§ ABOUT THIS EXERCISE:
Look through the data that follows and work out how many lines contain the string "instance". Nothing but that number should be given.

Start of SUPPLIED DATA

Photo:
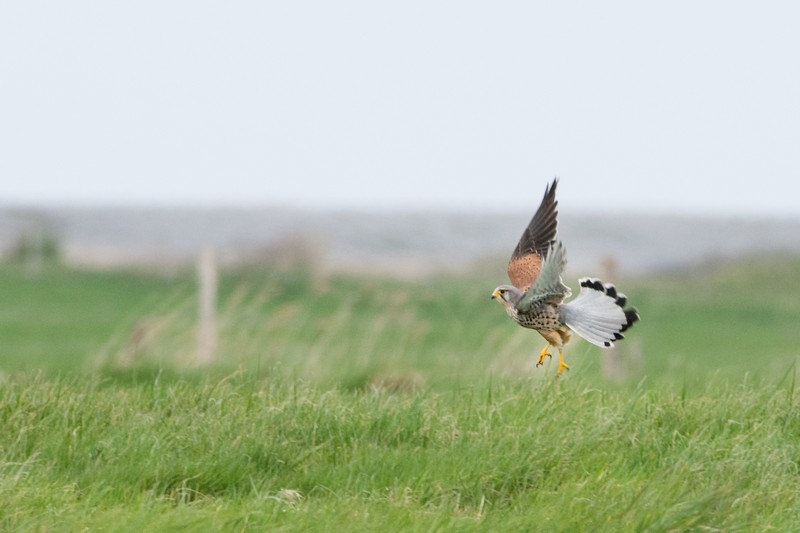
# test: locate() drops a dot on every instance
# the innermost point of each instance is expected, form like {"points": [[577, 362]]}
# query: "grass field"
{"points": [[344, 404]]}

End of SUPPLIED DATA

§ RESPONSE:
2